Location identification items:
** Start **
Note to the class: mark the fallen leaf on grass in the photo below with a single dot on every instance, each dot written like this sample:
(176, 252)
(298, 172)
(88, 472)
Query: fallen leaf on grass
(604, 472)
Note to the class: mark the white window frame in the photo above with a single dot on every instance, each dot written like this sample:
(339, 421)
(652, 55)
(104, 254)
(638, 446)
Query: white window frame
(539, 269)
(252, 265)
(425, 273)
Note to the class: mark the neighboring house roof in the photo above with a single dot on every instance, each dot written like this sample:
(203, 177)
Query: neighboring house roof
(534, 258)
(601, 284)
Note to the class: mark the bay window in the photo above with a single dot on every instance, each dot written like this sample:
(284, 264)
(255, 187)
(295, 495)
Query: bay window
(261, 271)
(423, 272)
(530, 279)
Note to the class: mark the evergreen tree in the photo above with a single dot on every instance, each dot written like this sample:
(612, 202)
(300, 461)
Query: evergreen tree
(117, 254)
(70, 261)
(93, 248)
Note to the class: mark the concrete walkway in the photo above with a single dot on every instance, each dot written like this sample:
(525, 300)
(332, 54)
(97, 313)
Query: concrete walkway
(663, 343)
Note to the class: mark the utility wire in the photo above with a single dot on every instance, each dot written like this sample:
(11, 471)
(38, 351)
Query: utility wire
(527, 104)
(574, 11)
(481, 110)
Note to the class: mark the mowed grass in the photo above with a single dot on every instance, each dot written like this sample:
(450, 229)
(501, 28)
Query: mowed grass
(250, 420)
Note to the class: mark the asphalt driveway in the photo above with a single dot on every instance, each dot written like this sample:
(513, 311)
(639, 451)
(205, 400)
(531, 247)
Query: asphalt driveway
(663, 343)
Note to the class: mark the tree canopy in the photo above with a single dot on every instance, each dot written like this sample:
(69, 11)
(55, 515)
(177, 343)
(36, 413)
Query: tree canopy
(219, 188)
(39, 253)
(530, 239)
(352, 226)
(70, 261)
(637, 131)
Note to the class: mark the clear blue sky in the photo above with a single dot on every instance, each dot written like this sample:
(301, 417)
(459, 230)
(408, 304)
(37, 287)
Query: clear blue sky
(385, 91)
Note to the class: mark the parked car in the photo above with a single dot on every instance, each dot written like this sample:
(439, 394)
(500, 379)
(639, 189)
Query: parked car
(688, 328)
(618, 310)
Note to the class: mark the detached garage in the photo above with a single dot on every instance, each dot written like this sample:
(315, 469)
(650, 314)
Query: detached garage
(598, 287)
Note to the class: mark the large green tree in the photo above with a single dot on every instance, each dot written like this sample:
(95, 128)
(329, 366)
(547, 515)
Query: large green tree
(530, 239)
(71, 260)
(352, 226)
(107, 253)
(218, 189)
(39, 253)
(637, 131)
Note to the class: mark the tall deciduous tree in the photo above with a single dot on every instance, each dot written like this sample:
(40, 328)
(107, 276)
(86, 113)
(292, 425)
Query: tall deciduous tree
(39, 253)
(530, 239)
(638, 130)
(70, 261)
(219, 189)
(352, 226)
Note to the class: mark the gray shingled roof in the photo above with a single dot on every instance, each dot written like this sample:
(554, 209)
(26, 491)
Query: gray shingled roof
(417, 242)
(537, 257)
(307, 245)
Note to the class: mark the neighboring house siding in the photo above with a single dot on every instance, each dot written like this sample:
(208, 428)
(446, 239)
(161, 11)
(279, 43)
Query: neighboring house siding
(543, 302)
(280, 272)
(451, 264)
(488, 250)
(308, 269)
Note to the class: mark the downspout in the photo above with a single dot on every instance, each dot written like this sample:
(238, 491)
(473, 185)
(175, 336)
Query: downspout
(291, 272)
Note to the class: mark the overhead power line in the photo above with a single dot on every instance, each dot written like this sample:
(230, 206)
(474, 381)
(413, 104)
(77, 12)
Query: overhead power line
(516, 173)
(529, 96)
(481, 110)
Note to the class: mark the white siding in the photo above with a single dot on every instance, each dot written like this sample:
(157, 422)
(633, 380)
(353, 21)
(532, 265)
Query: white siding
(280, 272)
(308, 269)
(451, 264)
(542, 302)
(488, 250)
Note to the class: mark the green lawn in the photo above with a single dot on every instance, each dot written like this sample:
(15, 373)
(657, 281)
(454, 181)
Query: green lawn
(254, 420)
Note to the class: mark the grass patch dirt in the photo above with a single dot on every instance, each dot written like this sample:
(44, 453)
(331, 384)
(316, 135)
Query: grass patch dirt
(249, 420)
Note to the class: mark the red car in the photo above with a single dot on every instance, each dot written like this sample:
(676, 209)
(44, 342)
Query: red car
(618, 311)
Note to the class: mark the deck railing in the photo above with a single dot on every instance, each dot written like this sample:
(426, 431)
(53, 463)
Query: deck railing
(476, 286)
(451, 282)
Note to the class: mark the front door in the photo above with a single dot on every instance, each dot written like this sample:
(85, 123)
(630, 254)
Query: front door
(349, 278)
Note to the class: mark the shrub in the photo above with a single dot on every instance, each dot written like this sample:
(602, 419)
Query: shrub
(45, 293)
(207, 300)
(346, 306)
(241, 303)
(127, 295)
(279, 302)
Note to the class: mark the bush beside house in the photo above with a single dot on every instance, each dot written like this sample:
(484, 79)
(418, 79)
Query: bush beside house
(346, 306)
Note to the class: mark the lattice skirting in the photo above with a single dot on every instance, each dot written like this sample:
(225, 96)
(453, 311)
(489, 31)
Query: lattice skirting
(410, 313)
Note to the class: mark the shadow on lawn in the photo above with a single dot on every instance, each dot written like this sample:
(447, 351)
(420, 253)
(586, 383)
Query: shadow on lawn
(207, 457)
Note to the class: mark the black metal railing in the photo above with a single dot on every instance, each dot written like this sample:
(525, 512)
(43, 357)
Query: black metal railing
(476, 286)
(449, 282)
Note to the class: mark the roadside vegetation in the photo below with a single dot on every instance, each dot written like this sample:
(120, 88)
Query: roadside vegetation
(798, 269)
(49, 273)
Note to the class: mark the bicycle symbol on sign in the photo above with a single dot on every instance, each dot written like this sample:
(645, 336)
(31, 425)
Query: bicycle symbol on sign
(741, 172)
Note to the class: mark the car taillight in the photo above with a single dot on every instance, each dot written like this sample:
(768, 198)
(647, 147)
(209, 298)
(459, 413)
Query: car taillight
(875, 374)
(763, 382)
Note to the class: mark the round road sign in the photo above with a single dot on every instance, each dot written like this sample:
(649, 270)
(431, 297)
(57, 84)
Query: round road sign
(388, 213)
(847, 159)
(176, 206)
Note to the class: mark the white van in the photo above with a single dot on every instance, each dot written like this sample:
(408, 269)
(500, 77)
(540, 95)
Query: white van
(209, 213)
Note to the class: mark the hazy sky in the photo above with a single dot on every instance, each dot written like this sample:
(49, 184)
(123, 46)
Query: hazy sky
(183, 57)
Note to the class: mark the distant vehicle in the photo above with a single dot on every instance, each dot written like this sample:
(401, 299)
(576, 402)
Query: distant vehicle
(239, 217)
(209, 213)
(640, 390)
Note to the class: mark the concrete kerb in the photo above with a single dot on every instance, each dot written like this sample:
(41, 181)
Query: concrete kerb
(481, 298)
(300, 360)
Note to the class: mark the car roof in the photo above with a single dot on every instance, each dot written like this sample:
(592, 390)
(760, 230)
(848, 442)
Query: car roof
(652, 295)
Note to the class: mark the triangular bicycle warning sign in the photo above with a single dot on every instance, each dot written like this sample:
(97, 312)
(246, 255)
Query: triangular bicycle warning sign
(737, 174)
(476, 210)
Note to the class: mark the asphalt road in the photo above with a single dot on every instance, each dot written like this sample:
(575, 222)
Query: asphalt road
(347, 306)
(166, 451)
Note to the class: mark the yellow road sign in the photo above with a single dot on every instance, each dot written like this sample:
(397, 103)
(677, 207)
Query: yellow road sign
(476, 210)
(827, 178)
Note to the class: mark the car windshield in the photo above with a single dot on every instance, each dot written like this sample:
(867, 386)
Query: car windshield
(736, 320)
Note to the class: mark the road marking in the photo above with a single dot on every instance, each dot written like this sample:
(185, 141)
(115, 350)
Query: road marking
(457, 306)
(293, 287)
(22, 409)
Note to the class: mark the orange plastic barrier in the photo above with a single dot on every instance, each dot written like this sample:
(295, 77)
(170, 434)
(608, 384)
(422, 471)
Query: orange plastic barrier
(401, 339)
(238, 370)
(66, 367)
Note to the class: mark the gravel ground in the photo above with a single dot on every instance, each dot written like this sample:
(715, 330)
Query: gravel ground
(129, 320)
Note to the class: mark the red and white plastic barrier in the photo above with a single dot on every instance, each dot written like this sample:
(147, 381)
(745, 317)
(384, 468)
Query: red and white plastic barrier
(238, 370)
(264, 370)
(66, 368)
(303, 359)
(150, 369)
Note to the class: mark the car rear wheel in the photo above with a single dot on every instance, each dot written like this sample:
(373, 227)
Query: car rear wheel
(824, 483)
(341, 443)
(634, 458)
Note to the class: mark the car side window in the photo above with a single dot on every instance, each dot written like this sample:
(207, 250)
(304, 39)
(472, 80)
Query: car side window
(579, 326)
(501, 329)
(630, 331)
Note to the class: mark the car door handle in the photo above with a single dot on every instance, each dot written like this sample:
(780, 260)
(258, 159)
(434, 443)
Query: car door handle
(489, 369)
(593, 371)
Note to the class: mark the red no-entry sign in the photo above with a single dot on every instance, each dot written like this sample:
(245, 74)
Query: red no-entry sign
** End **
* **WHAT THE TASK ASKS**
Take the lines above from the one holding "Note to the class: mark the orange" to the last and output them exactly.

* **ANSWER TO THE TASK**
Note to the class: mark the orange plastic barrier in the photo above with a single dot on every instance, each dot written like this sample:
(295, 77)
(170, 434)
(608, 384)
(422, 471)
Query: orange plastic barrier
(401, 339)
(238, 370)
(66, 367)
Note to the class: mark the gravel ground in the photo above with a single dot on every instance, each dot written like this sample:
(715, 330)
Query: gravel ground
(129, 320)
Note to the class: mark the red and white plastic barrier in the photo above with a single dot on every instance, each dot written like this sample:
(147, 381)
(745, 317)
(384, 468)
Query: red and white plastic barrier
(238, 370)
(264, 370)
(66, 368)
(303, 359)
(150, 369)
Note to the class: mark the car rear wheel in the photo above with a single dot on every instance, each dot written like this sample:
(373, 227)
Query: car rear wheel
(824, 483)
(341, 443)
(634, 458)
Note to the class: mark the car side window in the photo above with a single dot on every instance, each dot written like this sample:
(207, 250)
(304, 39)
(472, 80)
Query: car side window
(579, 326)
(501, 329)
(630, 331)
Note to the class: mark the car door handle in the photo above with a single dot on every instance, each dot written like this sample:
(780, 260)
(258, 159)
(434, 443)
Query: car door handle
(489, 369)
(593, 371)
Note to the class: mark the red no-entry sign in the photo above with a single dot on every instance, each dot written like this sample:
(245, 74)
Query: red no-entry sign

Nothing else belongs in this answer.